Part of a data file

-------------------------

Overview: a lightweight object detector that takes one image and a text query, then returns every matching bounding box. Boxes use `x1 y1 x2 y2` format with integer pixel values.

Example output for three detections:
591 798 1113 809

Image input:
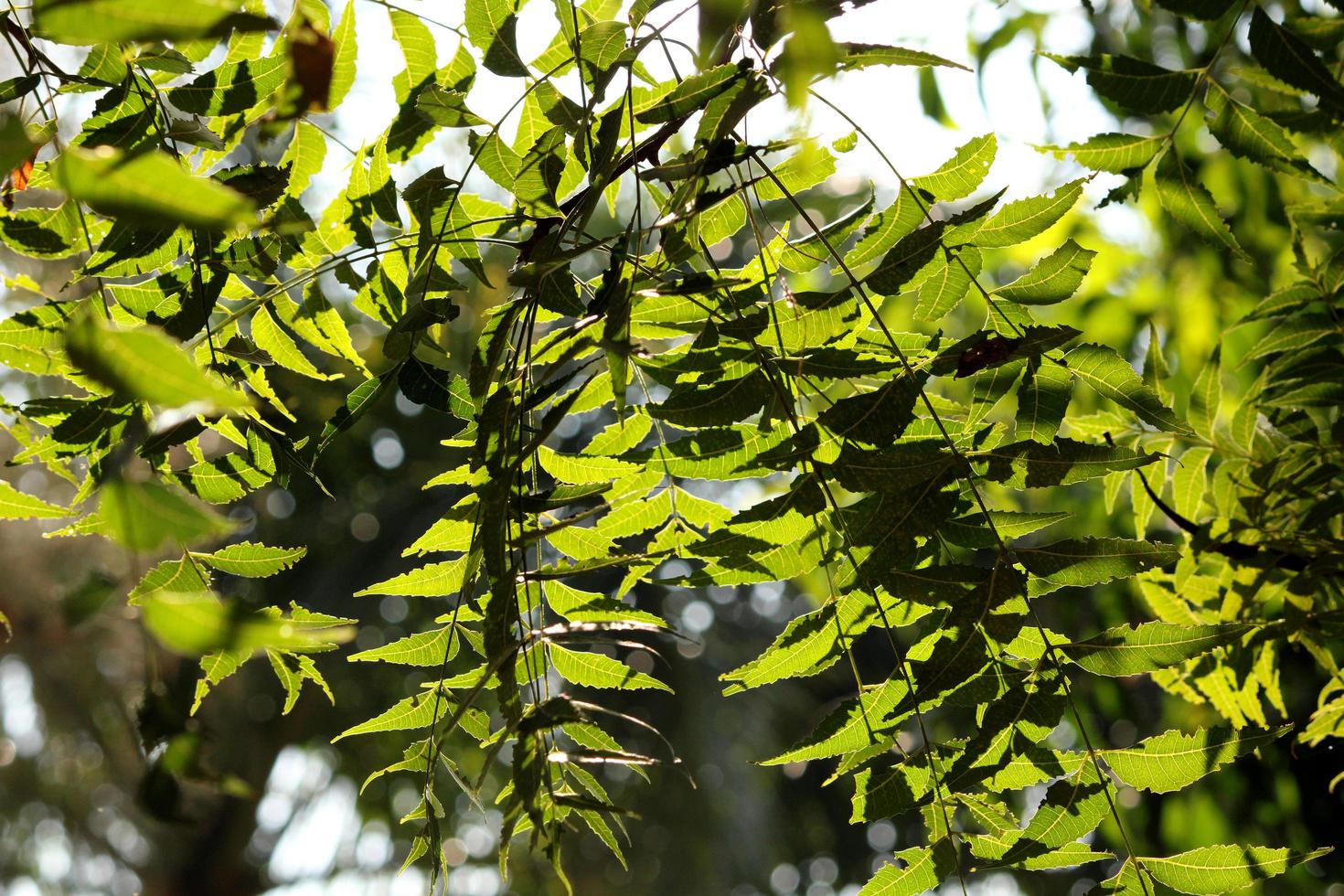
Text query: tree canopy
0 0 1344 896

-------------------------

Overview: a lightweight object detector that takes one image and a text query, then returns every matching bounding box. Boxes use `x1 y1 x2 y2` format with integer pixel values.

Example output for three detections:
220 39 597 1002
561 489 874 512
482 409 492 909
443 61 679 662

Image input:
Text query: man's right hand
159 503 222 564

-------------------------

WHAT IS BEING ASKED — Gather every line of the listing above that contains the word "query", and copy each one in full.

RESULT OF THE TASK —
Overview: a lightweight object detector that takes one image and a text query, then returns every matching bounding box. Boxes use `x1 y1 x2 y2` format with integer pixel values.
Text query: tree canopy
Overview: a lightweight object detector that takes one image and a text query, then returns every matching bounding box. Boxes use `x1 y1 x2 y2` format with integer pixel values.
Text query: man's right hand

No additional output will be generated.